» **WHAT THIS TASK INVOLVES**
Starting with the line that contains "Mark a dot on every instance of the red stripe", copy every line through the end of the data below, exactly and with nothing added.

[begin SUPPLIED RECORDS]

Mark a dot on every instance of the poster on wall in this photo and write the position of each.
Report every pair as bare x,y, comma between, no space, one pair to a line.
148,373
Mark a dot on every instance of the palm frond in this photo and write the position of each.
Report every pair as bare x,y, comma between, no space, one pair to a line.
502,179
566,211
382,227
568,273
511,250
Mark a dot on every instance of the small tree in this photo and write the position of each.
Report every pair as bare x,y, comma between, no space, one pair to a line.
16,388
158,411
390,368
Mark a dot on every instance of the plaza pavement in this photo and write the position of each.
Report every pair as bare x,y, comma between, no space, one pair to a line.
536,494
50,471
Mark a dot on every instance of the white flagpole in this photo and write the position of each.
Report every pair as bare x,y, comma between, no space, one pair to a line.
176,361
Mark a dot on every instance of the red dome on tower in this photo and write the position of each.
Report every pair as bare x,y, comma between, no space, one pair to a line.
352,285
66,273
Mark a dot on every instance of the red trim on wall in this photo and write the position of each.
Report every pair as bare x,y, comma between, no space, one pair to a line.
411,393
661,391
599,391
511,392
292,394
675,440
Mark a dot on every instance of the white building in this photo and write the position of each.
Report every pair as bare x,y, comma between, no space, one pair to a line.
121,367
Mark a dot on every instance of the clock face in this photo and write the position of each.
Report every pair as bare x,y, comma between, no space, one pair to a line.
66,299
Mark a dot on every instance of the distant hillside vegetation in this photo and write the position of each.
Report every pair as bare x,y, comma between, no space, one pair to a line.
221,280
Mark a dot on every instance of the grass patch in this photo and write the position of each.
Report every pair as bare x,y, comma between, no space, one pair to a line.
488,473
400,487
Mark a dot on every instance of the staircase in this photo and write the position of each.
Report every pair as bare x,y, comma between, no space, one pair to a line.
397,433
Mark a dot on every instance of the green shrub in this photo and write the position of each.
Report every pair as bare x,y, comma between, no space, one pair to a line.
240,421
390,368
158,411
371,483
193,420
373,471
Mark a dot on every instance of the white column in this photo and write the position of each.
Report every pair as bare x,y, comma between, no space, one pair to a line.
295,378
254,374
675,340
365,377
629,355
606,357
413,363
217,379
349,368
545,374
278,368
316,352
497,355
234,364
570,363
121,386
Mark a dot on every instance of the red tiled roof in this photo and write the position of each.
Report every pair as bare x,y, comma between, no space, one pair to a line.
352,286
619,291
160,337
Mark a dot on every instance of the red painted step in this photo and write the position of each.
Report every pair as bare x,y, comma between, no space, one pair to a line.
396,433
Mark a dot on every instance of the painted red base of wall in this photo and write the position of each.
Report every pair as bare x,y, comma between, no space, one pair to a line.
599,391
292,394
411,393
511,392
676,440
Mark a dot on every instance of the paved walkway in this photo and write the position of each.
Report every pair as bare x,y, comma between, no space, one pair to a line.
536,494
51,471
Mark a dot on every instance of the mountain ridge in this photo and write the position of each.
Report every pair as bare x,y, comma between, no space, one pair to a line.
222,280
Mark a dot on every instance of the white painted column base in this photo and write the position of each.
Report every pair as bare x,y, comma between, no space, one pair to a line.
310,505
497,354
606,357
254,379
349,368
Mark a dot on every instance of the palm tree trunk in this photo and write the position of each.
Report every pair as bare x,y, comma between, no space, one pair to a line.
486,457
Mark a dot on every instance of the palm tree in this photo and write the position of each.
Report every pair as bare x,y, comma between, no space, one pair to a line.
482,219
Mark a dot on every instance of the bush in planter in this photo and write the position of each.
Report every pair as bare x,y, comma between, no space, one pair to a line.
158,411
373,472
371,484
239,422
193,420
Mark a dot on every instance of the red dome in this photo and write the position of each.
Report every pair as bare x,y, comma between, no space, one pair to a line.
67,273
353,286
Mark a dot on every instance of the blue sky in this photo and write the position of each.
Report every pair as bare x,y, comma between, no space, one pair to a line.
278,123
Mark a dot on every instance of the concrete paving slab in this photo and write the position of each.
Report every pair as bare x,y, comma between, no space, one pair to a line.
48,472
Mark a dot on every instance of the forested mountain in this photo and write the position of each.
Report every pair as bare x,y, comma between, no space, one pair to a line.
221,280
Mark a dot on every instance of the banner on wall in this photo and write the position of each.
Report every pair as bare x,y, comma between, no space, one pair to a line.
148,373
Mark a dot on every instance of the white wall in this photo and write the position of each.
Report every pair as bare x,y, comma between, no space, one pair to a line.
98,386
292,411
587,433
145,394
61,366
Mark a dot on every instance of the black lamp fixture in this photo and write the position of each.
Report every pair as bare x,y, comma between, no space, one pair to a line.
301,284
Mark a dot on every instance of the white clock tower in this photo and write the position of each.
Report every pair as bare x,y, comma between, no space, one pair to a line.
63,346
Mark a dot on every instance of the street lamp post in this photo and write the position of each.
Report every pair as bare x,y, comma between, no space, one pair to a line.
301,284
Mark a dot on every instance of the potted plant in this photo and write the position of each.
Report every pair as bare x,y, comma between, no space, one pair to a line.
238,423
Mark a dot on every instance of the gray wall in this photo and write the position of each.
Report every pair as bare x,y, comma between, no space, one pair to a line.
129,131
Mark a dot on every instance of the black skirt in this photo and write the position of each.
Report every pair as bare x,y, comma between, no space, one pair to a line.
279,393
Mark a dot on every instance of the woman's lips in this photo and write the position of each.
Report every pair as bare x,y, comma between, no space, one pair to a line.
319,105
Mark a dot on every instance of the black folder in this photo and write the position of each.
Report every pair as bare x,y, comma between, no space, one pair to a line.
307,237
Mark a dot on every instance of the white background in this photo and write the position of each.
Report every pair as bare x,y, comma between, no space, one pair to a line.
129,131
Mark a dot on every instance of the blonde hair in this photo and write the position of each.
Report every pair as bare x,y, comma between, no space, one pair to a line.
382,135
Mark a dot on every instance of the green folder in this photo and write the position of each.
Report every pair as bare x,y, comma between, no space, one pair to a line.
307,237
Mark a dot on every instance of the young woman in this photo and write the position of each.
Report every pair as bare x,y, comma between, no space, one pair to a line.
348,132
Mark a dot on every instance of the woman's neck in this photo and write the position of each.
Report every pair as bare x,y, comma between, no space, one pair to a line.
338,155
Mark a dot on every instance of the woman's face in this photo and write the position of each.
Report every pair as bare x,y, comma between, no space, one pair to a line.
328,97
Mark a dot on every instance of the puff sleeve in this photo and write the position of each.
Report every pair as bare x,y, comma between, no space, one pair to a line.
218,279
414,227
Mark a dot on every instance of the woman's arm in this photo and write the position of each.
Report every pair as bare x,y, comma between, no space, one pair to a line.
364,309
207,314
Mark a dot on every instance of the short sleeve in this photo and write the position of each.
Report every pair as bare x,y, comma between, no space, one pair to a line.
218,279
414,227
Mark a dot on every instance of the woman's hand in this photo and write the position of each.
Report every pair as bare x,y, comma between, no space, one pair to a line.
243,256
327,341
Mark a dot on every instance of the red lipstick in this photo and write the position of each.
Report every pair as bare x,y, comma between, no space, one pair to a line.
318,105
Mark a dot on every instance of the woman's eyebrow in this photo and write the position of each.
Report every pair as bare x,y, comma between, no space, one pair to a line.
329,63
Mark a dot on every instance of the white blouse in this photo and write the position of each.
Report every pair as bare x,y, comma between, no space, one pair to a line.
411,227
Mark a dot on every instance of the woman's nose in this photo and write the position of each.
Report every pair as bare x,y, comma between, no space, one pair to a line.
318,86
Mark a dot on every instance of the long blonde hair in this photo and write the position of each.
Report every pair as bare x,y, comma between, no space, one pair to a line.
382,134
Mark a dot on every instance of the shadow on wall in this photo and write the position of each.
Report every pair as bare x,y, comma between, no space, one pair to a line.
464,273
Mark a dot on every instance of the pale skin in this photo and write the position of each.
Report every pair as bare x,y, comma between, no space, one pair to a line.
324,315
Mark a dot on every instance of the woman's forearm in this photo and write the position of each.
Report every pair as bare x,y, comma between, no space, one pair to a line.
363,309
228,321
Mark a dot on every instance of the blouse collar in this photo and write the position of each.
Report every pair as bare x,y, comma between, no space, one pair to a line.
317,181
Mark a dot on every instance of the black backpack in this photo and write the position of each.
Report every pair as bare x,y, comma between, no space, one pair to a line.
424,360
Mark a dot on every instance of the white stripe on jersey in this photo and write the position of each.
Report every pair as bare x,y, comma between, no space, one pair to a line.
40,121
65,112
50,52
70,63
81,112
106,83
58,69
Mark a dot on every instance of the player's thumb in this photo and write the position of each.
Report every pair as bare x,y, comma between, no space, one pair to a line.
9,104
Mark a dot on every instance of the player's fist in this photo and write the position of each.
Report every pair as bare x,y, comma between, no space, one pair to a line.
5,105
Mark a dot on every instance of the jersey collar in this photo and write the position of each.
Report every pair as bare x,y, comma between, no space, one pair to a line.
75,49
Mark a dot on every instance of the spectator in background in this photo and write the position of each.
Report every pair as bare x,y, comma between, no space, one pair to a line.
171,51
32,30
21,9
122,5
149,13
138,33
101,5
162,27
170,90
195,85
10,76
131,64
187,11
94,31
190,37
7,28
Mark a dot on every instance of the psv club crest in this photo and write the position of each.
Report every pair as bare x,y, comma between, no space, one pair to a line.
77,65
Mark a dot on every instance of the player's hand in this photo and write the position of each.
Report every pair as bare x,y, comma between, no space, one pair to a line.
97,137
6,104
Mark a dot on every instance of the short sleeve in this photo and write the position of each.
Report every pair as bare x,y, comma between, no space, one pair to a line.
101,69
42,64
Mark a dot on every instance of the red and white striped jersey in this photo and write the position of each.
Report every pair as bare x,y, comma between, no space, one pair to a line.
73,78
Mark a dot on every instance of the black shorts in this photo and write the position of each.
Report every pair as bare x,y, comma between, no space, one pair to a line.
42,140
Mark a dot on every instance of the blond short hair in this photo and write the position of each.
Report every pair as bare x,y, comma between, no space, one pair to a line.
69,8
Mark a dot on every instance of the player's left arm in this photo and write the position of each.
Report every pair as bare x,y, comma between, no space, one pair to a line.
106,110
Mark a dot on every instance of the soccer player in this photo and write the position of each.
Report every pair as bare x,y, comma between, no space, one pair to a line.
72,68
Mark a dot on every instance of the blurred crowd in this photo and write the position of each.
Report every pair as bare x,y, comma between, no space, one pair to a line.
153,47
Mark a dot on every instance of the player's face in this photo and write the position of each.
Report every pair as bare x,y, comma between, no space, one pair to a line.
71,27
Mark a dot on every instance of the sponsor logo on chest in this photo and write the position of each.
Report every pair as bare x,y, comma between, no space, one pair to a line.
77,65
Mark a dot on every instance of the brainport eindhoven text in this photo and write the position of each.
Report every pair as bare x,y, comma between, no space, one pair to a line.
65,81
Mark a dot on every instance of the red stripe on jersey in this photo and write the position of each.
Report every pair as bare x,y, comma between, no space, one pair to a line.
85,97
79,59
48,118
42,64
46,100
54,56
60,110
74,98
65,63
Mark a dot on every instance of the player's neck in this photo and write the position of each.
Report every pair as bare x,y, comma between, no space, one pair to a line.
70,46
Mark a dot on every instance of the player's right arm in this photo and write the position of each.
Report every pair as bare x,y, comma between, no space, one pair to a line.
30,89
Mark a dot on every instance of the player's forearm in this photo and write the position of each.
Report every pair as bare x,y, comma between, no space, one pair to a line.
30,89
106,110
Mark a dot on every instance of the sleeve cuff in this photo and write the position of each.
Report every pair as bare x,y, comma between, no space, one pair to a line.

[end SUPPLIED RECORDS]

» **RESPONSE TO THE TASK**
Mark a dot on every instance of the red stripe on jersey in this photo and write the position of each.
Report every pair as bare x,y, comma between, no space, one pair to a line.
85,97
79,59
48,118
42,64
46,100
54,56
60,110
74,98
65,63
Mark a dot on every instance of the player's neck in this photo and write the position of each.
Report every pair as bare x,y, comma between, no space, one pair to a line.
70,46
Mark a dot on every instance of the player's right arm in this photo and write the position of each.
Report every pair as bare x,y, comma between, no space, one pair to a line.
30,89
Mark a dot on every instance of the player's forearm in this photo and write the position of each.
Report every pair as bare x,y, comma between, no space, one pair to a line.
30,89
106,110
Mark a dot on every instance of the sleeve cuff in this photo and write the position of each.
Report every pair as bare x,y, comma between, no space, one pair to a line.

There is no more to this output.